◆ **Текст для чтения**:
--------------------
Счастье, что рядом с ним была чудесная Зиночка, Зинка-корзинка, уютная, кругленькая, миловидная, уравновешенная, аккуратная и надежная. Написав в молодости знаменитую песню о гибели Чапаева («До красных отрядов, река, добеги, скажи, что любимый Чапаев погиб. Пусть конница мчится, пусть пули свистят! Пусть красные белым за все отомстят! Урал, Урал-река, бурлива и широка»), она отошла от боевой политической тематики и обрела себя в качестве поэта для самых маленьких. И в этом жанре очень преуспела. Детские книжки ее издавались огромными тиражами, стихи включались во все детские сборники и даже в школьные хрестоматии. И по справедливости: Зиночкины стихи были просты, познавательны, понятны и интересны малышам («Это – куры, это – утки. Черный Шарик спит у будки. Мы его не позовем, убежим гулять вдвоем» - а что, разве плохо?) К тому же, отвечали всем требованиям нашей педагогики и идеологии. Они были крепким материальным фундаментом семейной жизни в те годы, когда Ароша ничего не зарабатывал. Собственно, дача строилась на гонорары от неприхотливых Зиночкиных «Я рубашку сшила Мишке, я сошью ему штанишки». Но достраивалась дача уже на гонорары от Арошиных книжек, чем он очень гордился.
«Неблагонадежное» замужество в годы борьбы с буржуазным национализмом и космополитизмом Зиночке почему-то не повредило, а Ароше, может быть, в какой-то мере послужило охранной грамотой. У самой-то у нее социальное происхождение было безупречное: из Ивановских ткачей, и сама бывшая ткачиха, рабфаковка и комсомолка. В ней, при всей ее интеллигентности, оставалось что-то симпатично простонародное. Ничего кичливого, ничего барского. Их Настя, в отличие от нашей Нюры, была не столько домработницей, сколько членом семьи, доверенным лицом, помощницей. Зиночку и Арошу она обожала, с Илюшкой вечно воевала, но, пожалуй, Настя была единственная, с кем он иногда считался.
Зиночка замечательно пекла пироги и часто приносила их к нашим застольям. С мамой они очень подружились. Любили сидеть вдвоем на крылечке и шушукаться.
--------------------
◆ **Текст задания**:
Продолжите, пожалуйста, воспоминания о Зиночке и Ароше, начав сразу после последнего предложения.
--------------------
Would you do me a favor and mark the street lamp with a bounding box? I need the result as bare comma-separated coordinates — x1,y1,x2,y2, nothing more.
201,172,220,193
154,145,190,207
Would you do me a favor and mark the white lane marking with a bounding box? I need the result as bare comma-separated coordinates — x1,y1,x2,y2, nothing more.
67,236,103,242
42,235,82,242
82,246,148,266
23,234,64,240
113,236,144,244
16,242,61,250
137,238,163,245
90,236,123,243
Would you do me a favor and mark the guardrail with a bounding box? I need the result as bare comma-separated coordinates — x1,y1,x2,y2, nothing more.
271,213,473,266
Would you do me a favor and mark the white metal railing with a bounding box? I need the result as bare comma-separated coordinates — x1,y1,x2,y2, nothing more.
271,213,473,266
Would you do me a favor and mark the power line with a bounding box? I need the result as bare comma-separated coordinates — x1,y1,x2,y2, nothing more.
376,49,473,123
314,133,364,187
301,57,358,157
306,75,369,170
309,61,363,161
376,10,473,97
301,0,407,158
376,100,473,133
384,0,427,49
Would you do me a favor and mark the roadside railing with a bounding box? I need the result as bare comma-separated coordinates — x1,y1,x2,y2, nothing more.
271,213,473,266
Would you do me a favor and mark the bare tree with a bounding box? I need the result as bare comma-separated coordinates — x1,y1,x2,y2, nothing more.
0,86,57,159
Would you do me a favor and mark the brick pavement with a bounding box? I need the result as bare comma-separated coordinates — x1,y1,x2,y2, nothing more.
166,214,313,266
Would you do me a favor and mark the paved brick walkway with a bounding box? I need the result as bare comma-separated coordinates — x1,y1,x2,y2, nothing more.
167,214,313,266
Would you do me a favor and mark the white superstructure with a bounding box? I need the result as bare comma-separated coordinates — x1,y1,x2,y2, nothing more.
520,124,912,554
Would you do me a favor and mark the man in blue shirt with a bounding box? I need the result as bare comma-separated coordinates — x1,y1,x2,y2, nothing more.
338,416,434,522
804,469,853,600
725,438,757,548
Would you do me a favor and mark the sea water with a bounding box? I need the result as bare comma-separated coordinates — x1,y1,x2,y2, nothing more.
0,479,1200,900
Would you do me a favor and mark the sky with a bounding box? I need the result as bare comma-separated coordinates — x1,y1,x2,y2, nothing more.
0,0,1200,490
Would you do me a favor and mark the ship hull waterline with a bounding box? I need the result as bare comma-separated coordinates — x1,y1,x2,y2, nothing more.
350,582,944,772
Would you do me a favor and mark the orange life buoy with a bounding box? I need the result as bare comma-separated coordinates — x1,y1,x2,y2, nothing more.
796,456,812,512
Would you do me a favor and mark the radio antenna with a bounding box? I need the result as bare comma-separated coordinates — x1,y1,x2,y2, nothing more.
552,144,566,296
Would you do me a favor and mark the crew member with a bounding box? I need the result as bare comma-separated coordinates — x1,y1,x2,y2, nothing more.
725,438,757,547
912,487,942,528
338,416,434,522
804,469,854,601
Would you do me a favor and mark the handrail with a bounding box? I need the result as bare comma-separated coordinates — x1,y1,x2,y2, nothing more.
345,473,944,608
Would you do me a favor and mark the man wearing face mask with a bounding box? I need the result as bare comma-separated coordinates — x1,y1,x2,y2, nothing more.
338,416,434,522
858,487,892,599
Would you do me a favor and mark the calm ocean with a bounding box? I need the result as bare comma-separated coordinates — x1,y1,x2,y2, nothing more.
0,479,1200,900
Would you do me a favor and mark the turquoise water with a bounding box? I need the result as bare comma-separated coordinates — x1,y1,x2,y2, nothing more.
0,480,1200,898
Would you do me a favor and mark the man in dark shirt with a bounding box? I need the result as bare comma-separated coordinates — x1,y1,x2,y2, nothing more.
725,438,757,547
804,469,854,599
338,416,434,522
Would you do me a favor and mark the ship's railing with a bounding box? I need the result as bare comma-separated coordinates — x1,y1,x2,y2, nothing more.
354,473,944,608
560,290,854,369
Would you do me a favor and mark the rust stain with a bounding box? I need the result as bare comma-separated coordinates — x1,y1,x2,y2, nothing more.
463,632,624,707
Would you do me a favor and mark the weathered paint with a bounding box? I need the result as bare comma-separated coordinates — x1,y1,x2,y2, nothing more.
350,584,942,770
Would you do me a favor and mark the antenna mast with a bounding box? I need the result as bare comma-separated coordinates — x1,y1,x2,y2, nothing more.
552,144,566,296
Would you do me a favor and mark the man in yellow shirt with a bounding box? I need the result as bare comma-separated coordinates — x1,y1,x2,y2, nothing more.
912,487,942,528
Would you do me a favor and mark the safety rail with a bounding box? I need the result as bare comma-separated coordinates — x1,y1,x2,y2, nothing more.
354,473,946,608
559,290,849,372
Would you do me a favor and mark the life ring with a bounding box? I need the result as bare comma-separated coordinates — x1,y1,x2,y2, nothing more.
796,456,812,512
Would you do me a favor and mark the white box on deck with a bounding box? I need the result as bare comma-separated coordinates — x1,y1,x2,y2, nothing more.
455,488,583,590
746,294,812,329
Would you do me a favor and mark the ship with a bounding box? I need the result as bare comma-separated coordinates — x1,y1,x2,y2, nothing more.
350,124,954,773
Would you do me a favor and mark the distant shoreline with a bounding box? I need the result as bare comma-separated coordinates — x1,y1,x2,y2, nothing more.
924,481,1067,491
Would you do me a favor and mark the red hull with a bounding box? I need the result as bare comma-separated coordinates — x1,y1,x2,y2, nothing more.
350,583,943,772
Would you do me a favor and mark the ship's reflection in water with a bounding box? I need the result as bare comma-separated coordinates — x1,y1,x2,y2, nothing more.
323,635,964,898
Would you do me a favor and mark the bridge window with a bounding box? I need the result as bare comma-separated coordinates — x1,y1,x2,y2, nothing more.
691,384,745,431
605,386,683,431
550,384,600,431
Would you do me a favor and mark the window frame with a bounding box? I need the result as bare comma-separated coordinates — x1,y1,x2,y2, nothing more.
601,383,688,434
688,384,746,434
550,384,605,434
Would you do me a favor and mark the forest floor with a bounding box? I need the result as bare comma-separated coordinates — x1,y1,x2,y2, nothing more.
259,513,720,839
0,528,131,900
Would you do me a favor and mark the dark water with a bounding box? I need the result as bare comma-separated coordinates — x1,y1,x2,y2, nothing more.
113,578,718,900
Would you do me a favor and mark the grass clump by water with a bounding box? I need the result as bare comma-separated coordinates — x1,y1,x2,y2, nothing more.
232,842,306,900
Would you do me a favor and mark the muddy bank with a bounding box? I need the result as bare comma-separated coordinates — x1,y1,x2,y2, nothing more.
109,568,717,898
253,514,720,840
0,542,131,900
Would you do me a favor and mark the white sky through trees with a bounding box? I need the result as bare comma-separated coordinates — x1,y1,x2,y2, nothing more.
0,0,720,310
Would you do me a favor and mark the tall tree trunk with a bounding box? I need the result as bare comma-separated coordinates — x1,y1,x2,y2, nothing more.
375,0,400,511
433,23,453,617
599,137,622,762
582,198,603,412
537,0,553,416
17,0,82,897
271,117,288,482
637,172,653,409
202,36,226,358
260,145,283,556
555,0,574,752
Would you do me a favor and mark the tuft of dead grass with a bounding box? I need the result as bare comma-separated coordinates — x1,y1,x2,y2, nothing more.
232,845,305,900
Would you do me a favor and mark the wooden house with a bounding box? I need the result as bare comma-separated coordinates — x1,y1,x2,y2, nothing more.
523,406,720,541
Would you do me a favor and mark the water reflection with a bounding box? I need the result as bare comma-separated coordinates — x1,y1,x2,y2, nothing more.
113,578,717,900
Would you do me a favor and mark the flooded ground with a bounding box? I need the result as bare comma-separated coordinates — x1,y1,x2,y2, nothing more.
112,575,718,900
--------------------
◆ **Результат упражнения**:
Нередко Ароша и Зиночка приводили к нам «на орехи» гостивших летом у них во времянке литературоведа Сергея Александровича Макашина и его жену, Таисью Михайловну, Зиночкину подругу юности. Иногда с ними приходила их дочка Таня, тоже студентка филфака, на курс младше меня, мальчишеского вида, беленькая и независимая. Года два спустя мы с ней оказались вместе в фольклорной экспедиции в Карелии, и подружились.
Сергей Александрович, моложавый, очень красивый блондин, был автором книг о жизни и творчестве Салтыкова-Щедрина, Некрасова, Белинского. Девятнадцатый век он знал, казалось, так, словно там родился и жил постоянно, хотя и двадцатый познал на своей шкуре – воевал в Великую отечественную, был ранен, побывал в окружении, пробивался через немецкий тыл, видел стоящие на запасных путях немецкие эшелоны с желтыми крестами, обозначающими ядовитые газы. О чем бы он не рассказывал за нашим столом – о войне или о жизненных перипетиях Михаила Евграфовича, Николая Алексеевича или Виссариона Григорьевича – это всегда было так интересно, что утихал даже треск ореховой скорлупы.
В такие вечера на лице Ароши Эрлиха было написано: как хорошо! Дружеское застолье, интеллигентная атмосфера, друг, которого он привел и «угощает» им присутствующих. Только что напечатана положительная рецензия на вышедшую книгу, и одобрена новая рукопись. Ароша стеснительно протягивал левую руку за конфетой, кусочком пирога, чашкой чая… И правда, хорошо.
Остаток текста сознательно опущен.